▶ [WHAT IS ASKED]
#1 Answer these questions about the parcel scoring text, one per line:
(a) How many points does the revised scheme give to site address?
(b) What `luc_tier` do commercial/industrial parcels receive?
(c) What range did `qual_sum` have in the original script?
#2 Which lines of the listing contain the string "nose"? Report each of them in full. Case counts.
━━━━━ TEXT PASSAGE ━━━━━
The original script collapsed vacant, government-owned, and all residential
parcels into a single `qual_luc = 3` bucket, meaning a 1–4 family home and
a municipal lot were treated identically. It also weighted site address and
mailing address equally (1 pt each), and the composite `qual_sum` only
ranged 0–5, making the high/med/low thresholds somewhat arbitrary.

The revised scheme, with hindsight-specific elevation for completed buyouts:

| LUC group | `luc_tier` | `match_priority` | Rationale |
|---|---|---|---|
| Completed buyouts (`luc_buyout`, LUC 602) | 3 | high (always) | Hindsight: confirmed historical buyout — parcel converted to exempt status *because of* the program we're studying |
| 1–4 family residential (`luc_fr_1_4`) | 4 | high if site address present | Primary buyout/mitigation candidate; includes mobile/manufactured/modular housing per FEMA HMA priorities |
| Vacant land (`luc_vacant`) | 3 | med | High candidate, no structure risk |
| Gov-owned (`luc_gov`) | 3 | med | Eligible but less common |
| Other residential (`luc_residential \ luc_fr_1_4`) | 2 | med if qual_sum ≥ 5, else low | Multi-family / condo / apartment — rarely targeted |
| Unknown LUC | 1 | low | Insufficient info |
| Commercial/industrial (`luc_bottom`) | 0 | low | Unlikely candidates |

Site address is weighted **2 pts** (more useful for geocoding/matching than
mailing address), mailing address **1 pt**, giving a `qual_sum` range of
0–7 and more granular priority tiers.

**`luc_fr_1_4` membership reflects FEMA HMA program priorities** rather
than CoreLogic's literal numeric subgroupings:

- LUC 111 ("Mobile home"), 112 ("Manufactured home"), 113 ("Modular home")
━━━━━ RECORDS TO PROCESS ━━━━━
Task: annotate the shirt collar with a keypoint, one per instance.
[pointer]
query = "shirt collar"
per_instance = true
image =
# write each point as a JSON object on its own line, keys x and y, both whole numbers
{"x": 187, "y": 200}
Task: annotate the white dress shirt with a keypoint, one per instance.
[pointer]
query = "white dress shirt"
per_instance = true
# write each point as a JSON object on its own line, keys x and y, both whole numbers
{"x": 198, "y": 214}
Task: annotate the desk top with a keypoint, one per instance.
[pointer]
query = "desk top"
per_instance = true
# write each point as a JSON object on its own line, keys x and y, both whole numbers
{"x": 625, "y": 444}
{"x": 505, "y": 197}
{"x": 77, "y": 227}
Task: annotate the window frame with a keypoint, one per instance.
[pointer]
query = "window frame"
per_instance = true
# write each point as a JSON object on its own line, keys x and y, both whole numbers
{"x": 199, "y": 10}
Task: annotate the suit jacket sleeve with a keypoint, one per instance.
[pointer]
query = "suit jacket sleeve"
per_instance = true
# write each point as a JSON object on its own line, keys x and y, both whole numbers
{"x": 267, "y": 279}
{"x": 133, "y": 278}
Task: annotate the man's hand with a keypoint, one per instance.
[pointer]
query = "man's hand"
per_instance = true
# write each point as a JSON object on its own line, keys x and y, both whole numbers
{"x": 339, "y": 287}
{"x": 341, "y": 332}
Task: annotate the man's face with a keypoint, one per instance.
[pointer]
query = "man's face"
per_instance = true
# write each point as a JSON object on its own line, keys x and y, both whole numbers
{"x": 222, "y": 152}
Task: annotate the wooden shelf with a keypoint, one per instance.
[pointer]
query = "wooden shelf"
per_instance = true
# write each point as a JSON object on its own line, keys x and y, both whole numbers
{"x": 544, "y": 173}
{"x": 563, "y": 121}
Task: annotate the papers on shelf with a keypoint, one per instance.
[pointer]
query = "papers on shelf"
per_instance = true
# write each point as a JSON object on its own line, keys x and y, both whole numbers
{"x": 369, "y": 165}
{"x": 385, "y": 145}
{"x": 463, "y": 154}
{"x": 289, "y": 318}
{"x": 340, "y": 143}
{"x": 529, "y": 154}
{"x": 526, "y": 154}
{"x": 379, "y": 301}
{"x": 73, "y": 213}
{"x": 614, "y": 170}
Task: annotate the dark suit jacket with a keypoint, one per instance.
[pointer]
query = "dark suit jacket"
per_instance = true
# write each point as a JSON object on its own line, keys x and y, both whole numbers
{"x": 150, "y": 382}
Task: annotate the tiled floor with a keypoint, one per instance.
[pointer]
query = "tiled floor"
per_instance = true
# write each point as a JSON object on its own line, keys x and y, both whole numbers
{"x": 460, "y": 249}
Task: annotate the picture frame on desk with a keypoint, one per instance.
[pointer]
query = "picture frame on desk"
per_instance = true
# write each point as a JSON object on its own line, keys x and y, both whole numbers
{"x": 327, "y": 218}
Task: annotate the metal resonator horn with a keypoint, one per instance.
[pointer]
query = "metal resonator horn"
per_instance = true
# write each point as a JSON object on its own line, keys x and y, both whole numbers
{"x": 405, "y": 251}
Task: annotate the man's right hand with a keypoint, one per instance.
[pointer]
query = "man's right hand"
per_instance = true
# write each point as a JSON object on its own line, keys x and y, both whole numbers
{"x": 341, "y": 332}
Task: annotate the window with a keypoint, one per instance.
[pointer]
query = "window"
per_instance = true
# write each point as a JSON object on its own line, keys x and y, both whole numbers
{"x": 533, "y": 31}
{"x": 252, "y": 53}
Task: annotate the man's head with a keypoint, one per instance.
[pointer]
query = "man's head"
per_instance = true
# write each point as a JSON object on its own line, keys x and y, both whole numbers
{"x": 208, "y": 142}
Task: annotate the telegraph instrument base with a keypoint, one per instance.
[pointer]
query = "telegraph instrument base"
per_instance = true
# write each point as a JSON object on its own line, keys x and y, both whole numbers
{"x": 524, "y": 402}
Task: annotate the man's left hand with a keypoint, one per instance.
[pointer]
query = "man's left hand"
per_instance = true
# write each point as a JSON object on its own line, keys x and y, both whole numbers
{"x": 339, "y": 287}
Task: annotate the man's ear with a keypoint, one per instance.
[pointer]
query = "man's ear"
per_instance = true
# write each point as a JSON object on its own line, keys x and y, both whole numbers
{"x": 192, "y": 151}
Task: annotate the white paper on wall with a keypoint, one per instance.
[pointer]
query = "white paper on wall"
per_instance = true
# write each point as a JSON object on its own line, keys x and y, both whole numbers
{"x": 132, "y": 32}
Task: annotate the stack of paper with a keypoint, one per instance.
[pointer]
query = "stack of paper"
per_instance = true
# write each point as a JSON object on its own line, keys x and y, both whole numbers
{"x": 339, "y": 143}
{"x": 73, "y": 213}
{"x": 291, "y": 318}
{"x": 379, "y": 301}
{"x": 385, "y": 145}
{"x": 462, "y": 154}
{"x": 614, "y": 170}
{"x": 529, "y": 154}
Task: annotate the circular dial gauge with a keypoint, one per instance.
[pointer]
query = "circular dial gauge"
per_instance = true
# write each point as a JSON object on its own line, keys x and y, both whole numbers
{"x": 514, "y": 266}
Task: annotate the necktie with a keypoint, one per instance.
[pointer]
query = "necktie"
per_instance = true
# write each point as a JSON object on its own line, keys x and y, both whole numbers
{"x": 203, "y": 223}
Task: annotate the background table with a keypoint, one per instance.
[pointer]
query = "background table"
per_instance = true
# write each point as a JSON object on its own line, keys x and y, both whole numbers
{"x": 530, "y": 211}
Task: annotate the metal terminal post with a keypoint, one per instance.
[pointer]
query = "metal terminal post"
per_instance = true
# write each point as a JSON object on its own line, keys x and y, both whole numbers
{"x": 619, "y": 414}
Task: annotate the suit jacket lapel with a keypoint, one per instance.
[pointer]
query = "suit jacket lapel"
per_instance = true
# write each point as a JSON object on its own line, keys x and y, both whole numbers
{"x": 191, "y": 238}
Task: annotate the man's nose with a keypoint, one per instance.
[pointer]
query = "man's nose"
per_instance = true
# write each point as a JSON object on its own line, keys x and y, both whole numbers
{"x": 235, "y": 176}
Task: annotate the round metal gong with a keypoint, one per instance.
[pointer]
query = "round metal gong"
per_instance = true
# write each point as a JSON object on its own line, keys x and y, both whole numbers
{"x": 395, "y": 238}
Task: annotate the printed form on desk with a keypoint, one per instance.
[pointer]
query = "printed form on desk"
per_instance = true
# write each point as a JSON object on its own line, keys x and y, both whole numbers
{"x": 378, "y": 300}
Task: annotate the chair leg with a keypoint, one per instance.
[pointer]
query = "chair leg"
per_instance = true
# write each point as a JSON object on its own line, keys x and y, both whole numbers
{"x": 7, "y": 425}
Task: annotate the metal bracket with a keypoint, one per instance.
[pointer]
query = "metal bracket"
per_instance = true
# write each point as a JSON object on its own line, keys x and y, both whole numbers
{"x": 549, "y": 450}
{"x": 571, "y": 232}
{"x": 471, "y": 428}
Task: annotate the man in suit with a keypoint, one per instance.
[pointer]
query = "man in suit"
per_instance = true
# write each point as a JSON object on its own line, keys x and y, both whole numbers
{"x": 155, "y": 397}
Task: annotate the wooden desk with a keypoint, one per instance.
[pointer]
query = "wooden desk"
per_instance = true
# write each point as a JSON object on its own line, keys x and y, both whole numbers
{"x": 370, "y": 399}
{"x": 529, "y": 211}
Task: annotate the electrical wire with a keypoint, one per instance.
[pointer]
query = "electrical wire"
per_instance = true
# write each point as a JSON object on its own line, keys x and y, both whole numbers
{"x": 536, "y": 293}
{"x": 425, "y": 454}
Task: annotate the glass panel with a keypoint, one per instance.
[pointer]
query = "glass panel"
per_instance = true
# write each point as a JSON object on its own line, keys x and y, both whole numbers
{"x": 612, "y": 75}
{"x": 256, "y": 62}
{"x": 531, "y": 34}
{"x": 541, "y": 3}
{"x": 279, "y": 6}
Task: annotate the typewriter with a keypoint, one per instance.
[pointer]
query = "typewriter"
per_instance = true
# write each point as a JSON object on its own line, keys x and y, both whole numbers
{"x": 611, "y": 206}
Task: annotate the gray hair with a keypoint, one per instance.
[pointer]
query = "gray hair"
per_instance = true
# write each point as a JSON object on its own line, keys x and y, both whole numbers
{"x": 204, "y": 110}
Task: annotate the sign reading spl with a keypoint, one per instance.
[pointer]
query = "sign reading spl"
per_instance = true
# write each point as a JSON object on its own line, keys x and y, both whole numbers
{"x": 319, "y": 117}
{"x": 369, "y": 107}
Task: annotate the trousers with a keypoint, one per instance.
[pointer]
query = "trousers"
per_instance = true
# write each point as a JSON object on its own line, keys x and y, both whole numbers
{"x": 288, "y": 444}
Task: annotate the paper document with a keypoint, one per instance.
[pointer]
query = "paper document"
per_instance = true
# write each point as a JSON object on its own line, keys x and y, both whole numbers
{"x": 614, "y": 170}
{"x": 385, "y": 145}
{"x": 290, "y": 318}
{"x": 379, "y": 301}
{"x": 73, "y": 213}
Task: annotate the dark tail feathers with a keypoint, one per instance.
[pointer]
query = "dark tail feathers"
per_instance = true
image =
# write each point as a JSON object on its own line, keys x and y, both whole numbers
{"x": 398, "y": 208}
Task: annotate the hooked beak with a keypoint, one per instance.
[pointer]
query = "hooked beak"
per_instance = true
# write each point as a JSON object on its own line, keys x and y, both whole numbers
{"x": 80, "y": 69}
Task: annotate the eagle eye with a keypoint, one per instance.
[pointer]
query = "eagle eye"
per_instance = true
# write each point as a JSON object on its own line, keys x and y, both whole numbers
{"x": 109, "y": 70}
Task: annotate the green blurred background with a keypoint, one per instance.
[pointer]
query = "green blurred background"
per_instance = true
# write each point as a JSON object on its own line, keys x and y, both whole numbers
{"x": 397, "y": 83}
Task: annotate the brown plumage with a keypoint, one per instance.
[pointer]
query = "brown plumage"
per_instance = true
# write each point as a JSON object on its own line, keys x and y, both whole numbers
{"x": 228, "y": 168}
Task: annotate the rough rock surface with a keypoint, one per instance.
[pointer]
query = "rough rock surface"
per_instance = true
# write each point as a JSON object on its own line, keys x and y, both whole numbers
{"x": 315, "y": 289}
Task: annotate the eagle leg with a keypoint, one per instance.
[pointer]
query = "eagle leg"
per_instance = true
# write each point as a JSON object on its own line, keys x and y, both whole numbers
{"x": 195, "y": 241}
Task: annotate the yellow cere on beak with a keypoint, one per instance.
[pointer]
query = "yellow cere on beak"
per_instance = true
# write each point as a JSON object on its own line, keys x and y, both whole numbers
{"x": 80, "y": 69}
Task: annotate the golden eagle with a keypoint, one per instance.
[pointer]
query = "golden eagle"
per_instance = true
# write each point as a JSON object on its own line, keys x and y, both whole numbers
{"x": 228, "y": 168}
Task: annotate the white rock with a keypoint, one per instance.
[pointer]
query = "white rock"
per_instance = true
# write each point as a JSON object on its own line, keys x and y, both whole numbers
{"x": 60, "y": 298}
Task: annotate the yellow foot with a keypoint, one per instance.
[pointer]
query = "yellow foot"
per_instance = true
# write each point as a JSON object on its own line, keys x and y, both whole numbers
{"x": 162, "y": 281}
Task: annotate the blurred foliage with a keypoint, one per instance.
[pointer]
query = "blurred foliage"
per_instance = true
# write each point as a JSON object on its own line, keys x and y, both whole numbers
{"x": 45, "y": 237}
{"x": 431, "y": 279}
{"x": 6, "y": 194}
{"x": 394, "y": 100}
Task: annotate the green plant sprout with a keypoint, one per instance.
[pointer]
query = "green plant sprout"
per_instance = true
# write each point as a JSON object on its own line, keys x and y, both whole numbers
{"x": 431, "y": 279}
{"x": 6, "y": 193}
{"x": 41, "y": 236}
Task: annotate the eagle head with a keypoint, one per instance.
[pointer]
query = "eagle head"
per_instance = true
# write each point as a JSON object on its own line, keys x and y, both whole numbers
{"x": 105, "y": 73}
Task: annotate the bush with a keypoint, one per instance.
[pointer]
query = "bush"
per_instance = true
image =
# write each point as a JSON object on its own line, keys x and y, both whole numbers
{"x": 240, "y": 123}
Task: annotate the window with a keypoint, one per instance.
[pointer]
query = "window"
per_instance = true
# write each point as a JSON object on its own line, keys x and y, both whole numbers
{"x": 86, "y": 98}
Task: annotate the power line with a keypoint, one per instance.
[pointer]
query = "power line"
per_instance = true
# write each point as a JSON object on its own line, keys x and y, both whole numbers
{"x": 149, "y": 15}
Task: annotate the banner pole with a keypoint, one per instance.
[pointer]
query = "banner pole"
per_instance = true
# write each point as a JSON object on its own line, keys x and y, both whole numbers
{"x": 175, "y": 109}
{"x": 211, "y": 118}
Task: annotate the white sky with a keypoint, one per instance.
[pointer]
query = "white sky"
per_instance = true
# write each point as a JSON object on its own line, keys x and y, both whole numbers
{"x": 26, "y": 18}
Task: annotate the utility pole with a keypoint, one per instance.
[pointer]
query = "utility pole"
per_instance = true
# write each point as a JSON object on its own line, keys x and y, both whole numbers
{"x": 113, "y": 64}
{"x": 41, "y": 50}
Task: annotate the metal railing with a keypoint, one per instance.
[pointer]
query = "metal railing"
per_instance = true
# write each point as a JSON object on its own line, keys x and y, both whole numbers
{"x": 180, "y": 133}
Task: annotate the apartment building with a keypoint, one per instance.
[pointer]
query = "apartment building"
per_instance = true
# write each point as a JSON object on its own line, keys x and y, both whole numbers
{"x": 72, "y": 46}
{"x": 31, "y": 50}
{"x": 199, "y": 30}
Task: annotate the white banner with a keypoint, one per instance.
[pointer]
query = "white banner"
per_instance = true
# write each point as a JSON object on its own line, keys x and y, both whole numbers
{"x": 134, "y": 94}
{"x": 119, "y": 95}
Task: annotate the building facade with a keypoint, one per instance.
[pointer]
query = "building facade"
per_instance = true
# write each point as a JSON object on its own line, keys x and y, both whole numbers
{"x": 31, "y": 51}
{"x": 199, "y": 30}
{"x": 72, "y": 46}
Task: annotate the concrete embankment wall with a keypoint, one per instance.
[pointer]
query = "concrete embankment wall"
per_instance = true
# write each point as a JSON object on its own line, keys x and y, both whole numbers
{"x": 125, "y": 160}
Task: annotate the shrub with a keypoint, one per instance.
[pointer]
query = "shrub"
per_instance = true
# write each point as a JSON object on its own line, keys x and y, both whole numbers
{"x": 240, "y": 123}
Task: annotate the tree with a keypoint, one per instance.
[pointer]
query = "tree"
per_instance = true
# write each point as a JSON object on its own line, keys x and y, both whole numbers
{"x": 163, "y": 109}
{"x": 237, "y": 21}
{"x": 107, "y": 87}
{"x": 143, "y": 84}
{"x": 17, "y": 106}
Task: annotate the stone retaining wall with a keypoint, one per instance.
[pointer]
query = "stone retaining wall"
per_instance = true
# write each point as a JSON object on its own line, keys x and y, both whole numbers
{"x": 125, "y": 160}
━━━━━
▶ [EXPECTED ANSWERS]
#1
(a) 2 points
(b) 0
(c) 0–5

#2
Task: annotate the man's nose with a keypoint, one per instance.
query = "man's nose"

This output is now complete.